Your assignment =>
The response should consist of the data below, copied exactly, with no pictures in it.

Excerpted records section start

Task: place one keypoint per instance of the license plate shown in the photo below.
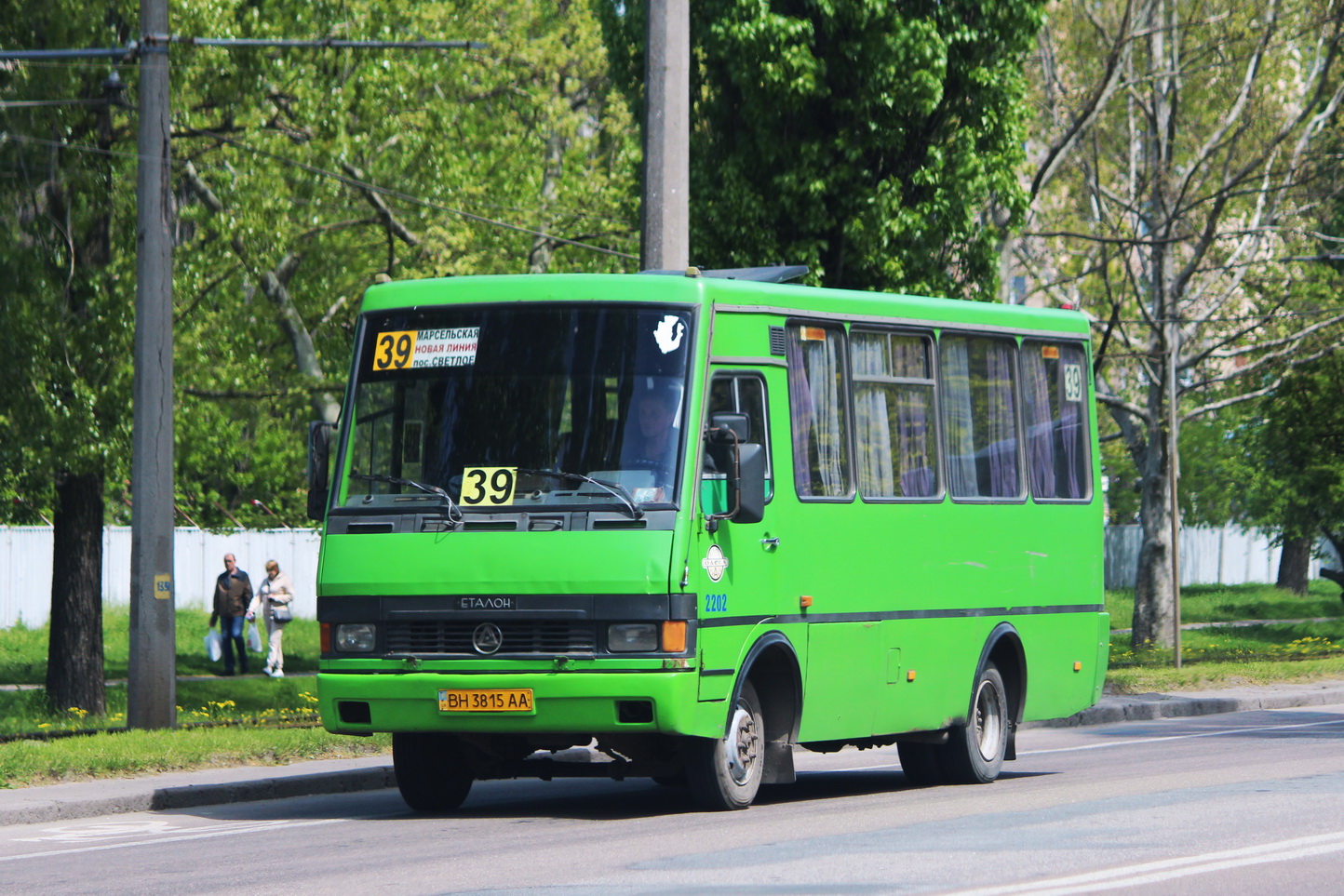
(487, 700)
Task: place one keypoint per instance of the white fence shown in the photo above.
(1226, 555)
(197, 559)
(1208, 556)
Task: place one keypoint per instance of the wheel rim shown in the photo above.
(741, 747)
(989, 720)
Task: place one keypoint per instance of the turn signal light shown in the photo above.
(674, 637)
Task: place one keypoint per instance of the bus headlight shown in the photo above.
(632, 637)
(355, 637)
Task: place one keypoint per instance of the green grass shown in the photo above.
(1228, 656)
(256, 708)
(1231, 602)
(24, 763)
(23, 651)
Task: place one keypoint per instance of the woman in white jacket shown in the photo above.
(276, 590)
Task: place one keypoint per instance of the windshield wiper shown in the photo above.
(614, 488)
(454, 514)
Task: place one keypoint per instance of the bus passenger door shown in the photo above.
(737, 578)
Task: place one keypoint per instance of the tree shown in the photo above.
(875, 142)
(1177, 169)
(338, 168)
(1297, 454)
(300, 178)
(65, 326)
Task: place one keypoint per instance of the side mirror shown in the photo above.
(318, 457)
(744, 462)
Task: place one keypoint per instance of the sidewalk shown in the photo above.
(215, 786)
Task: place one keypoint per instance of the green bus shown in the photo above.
(690, 524)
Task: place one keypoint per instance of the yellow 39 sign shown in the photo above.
(488, 485)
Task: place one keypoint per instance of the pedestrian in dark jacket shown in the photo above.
(233, 594)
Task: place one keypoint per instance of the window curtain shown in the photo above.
(1002, 424)
(917, 457)
(819, 432)
(872, 415)
(1073, 430)
(1041, 423)
(957, 418)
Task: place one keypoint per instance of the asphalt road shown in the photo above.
(1234, 804)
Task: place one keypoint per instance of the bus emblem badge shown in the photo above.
(487, 638)
(714, 563)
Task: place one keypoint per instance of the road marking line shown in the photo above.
(1170, 868)
(1117, 743)
(1187, 736)
(229, 829)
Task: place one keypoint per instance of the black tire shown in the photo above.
(974, 753)
(726, 772)
(920, 763)
(430, 771)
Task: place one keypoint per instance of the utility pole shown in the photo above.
(665, 242)
(152, 700)
(154, 642)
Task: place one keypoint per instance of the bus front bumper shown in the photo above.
(562, 702)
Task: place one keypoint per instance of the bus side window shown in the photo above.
(895, 439)
(817, 403)
(742, 394)
(980, 418)
(1054, 381)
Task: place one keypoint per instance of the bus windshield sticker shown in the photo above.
(714, 563)
(414, 350)
(668, 333)
(1073, 381)
(488, 485)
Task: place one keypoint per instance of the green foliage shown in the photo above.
(875, 142)
(287, 151)
(1297, 453)
(65, 324)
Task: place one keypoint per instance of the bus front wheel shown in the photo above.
(974, 751)
(430, 771)
(726, 772)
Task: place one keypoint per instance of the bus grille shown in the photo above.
(523, 635)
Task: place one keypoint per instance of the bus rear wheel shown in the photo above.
(974, 751)
(726, 772)
(432, 774)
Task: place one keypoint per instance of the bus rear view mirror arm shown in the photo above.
(318, 481)
(745, 462)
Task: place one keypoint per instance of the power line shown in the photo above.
(347, 181)
(135, 48)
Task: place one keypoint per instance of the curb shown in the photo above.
(87, 799)
(220, 786)
(1171, 705)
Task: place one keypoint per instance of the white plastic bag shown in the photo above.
(214, 645)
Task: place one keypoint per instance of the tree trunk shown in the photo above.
(1155, 611)
(74, 653)
(1295, 565)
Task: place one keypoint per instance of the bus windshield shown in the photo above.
(498, 408)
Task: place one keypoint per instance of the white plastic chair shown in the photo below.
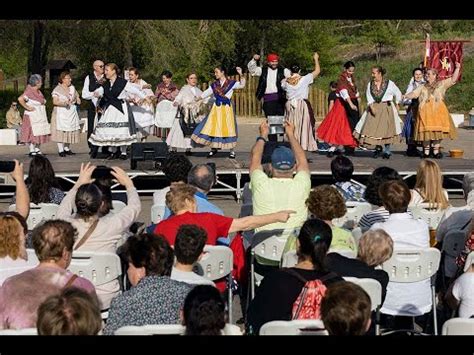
(414, 265)
(157, 213)
(431, 217)
(294, 327)
(374, 290)
(24, 331)
(217, 262)
(458, 326)
(268, 245)
(39, 213)
(355, 211)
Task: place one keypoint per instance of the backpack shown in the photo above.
(308, 303)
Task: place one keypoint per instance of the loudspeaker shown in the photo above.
(155, 152)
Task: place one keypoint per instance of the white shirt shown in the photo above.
(407, 299)
(299, 91)
(190, 277)
(392, 91)
(463, 291)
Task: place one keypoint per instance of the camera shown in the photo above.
(7, 166)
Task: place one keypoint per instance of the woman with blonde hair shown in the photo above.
(429, 186)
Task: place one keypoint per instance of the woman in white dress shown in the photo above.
(298, 110)
(114, 122)
(65, 127)
(143, 114)
(190, 112)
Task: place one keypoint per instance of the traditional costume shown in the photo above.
(298, 109)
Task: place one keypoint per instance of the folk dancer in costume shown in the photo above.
(380, 123)
(269, 85)
(90, 92)
(412, 110)
(165, 112)
(433, 122)
(116, 125)
(219, 129)
(298, 109)
(190, 113)
(65, 128)
(337, 127)
(35, 129)
(144, 113)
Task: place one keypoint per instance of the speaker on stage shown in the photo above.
(155, 152)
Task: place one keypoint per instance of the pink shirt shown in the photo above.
(22, 294)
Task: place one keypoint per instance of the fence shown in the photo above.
(247, 104)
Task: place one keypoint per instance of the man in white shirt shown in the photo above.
(90, 92)
(188, 249)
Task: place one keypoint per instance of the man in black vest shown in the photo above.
(269, 86)
(92, 82)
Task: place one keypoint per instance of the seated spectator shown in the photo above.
(404, 299)
(326, 203)
(279, 289)
(72, 312)
(176, 168)
(204, 311)
(429, 186)
(97, 232)
(13, 256)
(181, 201)
(281, 191)
(375, 247)
(43, 186)
(154, 297)
(342, 170)
(346, 309)
(22, 294)
(461, 294)
(378, 213)
(188, 248)
(202, 177)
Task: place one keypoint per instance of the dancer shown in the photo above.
(116, 126)
(412, 110)
(298, 109)
(219, 129)
(434, 122)
(35, 129)
(380, 123)
(337, 127)
(65, 128)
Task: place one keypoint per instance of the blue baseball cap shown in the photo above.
(283, 158)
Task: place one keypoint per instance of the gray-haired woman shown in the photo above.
(35, 128)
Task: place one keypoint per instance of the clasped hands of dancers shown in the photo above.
(123, 111)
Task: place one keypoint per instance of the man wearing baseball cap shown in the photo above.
(269, 85)
(284, 189)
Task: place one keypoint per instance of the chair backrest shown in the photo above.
(39, 213)
(216, 262)
(117, 206)
(269, 244)
(458, 326)
(157, 213)
(24, 331)
(412, 265)
(152, 329)
(294, 327)
(97, 267)
(453, 244)
(355, 211)
(430, 216)
(372, 287)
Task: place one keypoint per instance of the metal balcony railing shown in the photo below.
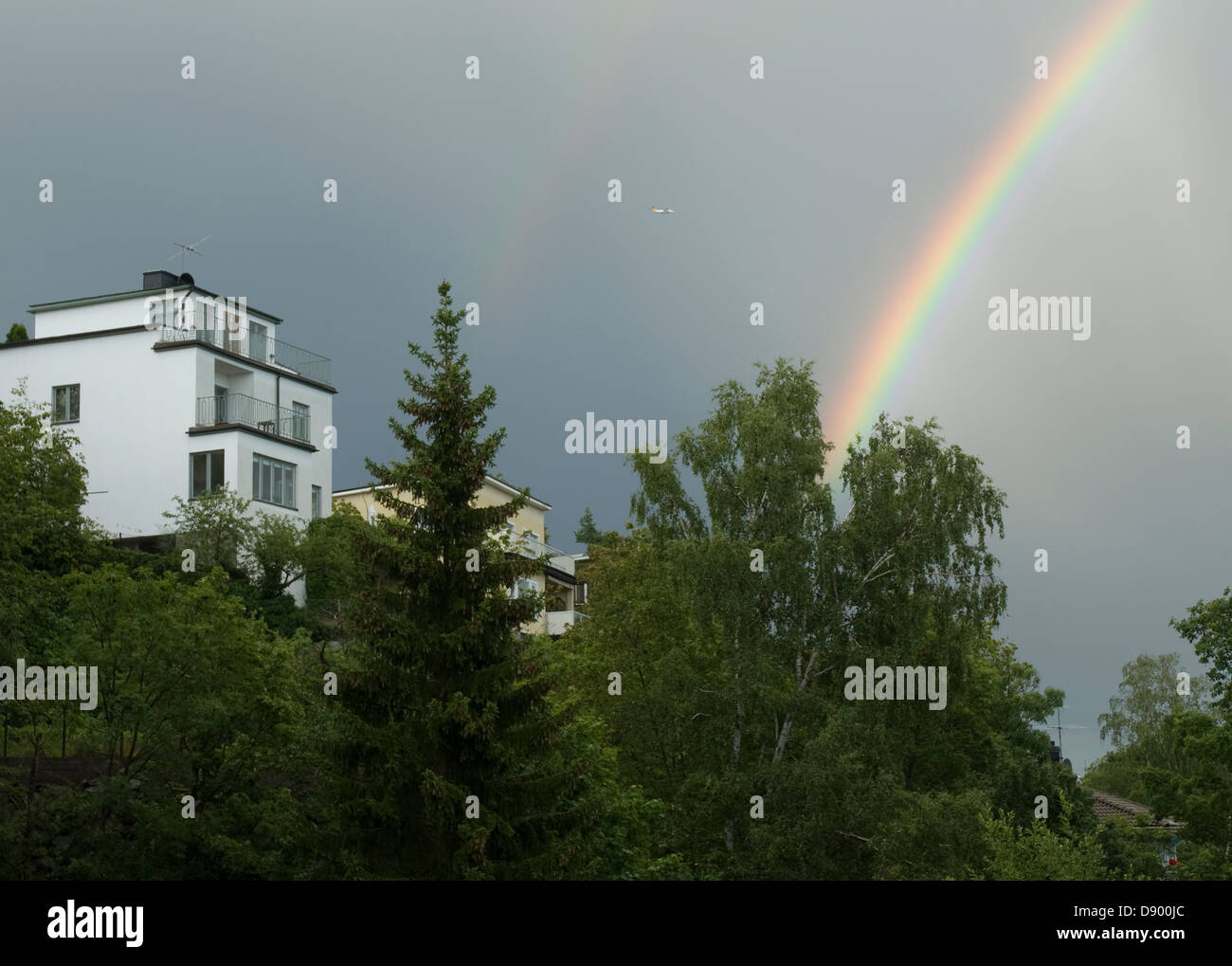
(529, 545)
(246, 410)
(259, 349)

Excerpted records section end

Response area =>
Task: place one keypoint per instance of the license plate shown in the photo below.
(487, 700)
Task: place one keypoint per instance of the white fence shown in the photo above.
(1226, 555)
(197, 559)
(1208, 556)
Task: place one keypoint per instance of the wheel rim shown in the photo above.
(741, 747)
(989, 720)
Task: place one keypoint per instance of the turn signal light shown in the photo above.
(674, 637)
Task: place one keypoint per instance of the bus headlight shown in the photo above.
(632, 637)
(355, 637)
Task: place one keypoint per instance of the green grass shown in the photo above.
(1228, 656)
(256, 708)
(1231, 602)
(24, 763)
(23, 651)
Task: place one keypoint per instance of the woman in white jacket shown in the photo above.
(276, 590)
Task: place one keypoint per instance of the windshield wiper shown in the photo above.
(614, 488)
(454, 514)
Task: place one keypoint per instance of the bus passenger door shown in the photo above.
(737, 578)
Task: place one keypoint per instance of the tree shown in the photo above.
(875, 142)
(1177, 169)
(338, 168)
(1297, 454)
(300, 178)
(65, 326)
Task: place one keypoint per instance of the side mirror shown in the photo above.
(318, 457)
(744, 462)
Task: place one keypoint per instance of the sidewalk shown in the photo above.
(215, 786)
Task: place one keypoint per instance of the green bus shown in the photo above.
(690, 524)
Task: place one keypoint per instance of the yellow 39 sign shown in the photo above.
(488, 485)
Task: place one keypoint per instance of the pedestrian in dark jacket shown in the photo above.
(233, 594)
Task: place one keypoint per instance of the window curtain shown in the photo above.
(1002, 424)
(917, 457)
(819, 432)
(872, 415)
(1073, 430)
(1041, 423)
(957, 418)
Task: place one keypoint per instance of the asphalt road shown in the photo above.
(1234, 804)
Task: place one keypoint per instance of the bus emblem badge shown in the photo above.
(487, 638)
(714, 563)
Task: place one keypoint per instance of the road marking line shown in the photo above.
(1170, 868)
(1117, 743)
(1187, 736)
(229, 829)
Task: place one keypoint per instance of the black tire shown in the photo above.
(974, 753)
(726, 772)
(920, 763)
(430, 771)
Task: place one keypoint per instance of the utility pole shown in the photo above.
(665, 242)
(152, 700)
(154, 642)
Task: place one keypoint per instance of the bus front bumper shown in the photo above.
(562, 702)
Task: place one keypoint per instance of the bus side window shown in the photo above.
(895, 439)
(817, 403)
(742, 394)
(980, 418)
(1054, 381)
Task: place one keypoint per instance of the bus windshield sticker shown in the photo above.
(714, 563)
(414, 350)
(668, 333)
(1073, 381)
(488, 485)
Task: place one keypoint per instance of the green foliage shown in the photo above.
(875, 142)
(287, 151)
(1297, 453)
(65, 324)
Task: place one keypoint per instance of the bus front wheel shown in the photo above.
(974, 751)
(430, 771)
(726, 772)
Task: place one keypoint per instance of the bus grille shown in the photo above.
(523, 635)
Task: place one keypoint per instance of the bus rear wheel shown in the photo above.
(974, 751)
(726, 772)
(432, 774)
Task: place one keypoint per instance of the bus rear view mirror arm shown in the photo above.
(318, 481)
(745, 462)
Task: place one keypoint per instance of the power line shown in the photo above.
(347, 181)
(135, 48)
Task: place one keypoint per instance of the curb shown in the photo above.
(87, 799)
(220, 786)
(1171, 705)
Task: place one keypoint per instance of the white plastic bag shown in the photo above.
(214, 645)
Task: place one keypoint per instance of the tree trunk shown in the photo above.
(1155, 611)
(74, 653)
(1295, 565)
Task: place one keypoint per instance of the bus windshield shown in the photo above.
(498, 408)
Task: place one keypoint per instance of the white plastic chair shown in the photo below.
(414, 265)
(157, 213)
(431, 217)
(294, 327)
(374, 290)
(24, 331)
(217, 262)
(458, 326)
(268, 245)
(39, 213)
(355, 211)
Task: place one keypoint per instance of the backpack shown in the photo above.
(308, 303)
Task: place one keypoint per instance of the loudspeaker shown in the photo above.
(155, 152)
Task: place one keypoint per instance of the white shirt shown in the photo above.
(407, 299)
(299, 91)
(190, 277)
(392, 91)
(463, 291)
Task: place one keypoint per instance of the camera shown in the photo above.
(7, 166)
Task: place one keypoint per instance of the woman with blonde hair shown in the photo above.
(429, 186)
Task: place one keypoint per instance of the woman in white dress shown in the photo above.
(298, 110)
(114, 122)
(65, 127)
(143, 114)
(190, 112)
Task: place one keypoint per instance of the traditional costume shown in the photo above.
(298, 109)
Task: place one keypoint per instance of the folk dancer in costume shown in the photo above.
(380, 123)
(269, 85)
(90, 92)
(412, 110)
(165, 112)
(433, 122)
(116, 125)
(219, 129)
(298, 109)
(190, 113)
(65, 128)
(337, 127)
(35, 129)
(144, 113)
Task: place one keypoint per instance of the speaker on stage shown in the photo above.
(155, 152)
Task: place one keypoint per instance of the pink shirt shown in the photo above.
(22, 294)
Task: place one keypoint per instance of the fence shown in the photo above.
(247, 104)
Task: place one keypoint per instance of the man in white shirt shown in the photo above.
(90, 92)
(188, 249)
Task: place one keypoint per instance of the man in black vest shown in the photo above.
(269, 86)
(92, 82)
Task: place one keypoint per instance of the seated spectator shown in the photo above.
(404, 299)
(326, 203)
(279, 289)
(72, 312)
(176, 168)
(204, 311)
(429, 186)
(97, 232)
(13, 256)
(181, 201)
(281, 191)
(375, 247)
(43, 186)
(154, 297)
(342, 170)
(346, 309)
(22, 294)
(461, 294)
(378, 213)
(188, 248)
(202, 177)
Task: place one keypoint per instance of the dancer shown in the photo above.
(116, 126)
(412, 110)
(298, 109)
(219, 129)
(434, 122)
(35, 129)
(380, 123)
(337, 127)
(65, 128)
Task: place one keypoint per instance of the blue baseball cap shown in the photo above.
(283, 158)
Task: place one keypoint per instance of the gray-haired woman shown in the photo above.
(35, 128)
Task: place one keypoint per instance of the clasped hands of dancers shown in the photo above.
(123, 111)
Task: place one keypoint per instance of the man wearing baseball cap shown in the photo above.
(269, 85)
(284, 189)
Task: place one keypoint per instance of the chair backrest shown in the photo above.
(39, 213)
(216, 262)
(117, 206)
(269, 244)
(458, 326)
(157, 213)
(24, 331)
(412, 265)
(152, 329)
(294, 327)
(97, 267)
(453, 244)
(355, 211)
(430, 216)
(372, 287)
Task: place one keypoint per instance of the metal balcony railing shown in the photo below.
(529, 545)
(246, 410)
(259, 349)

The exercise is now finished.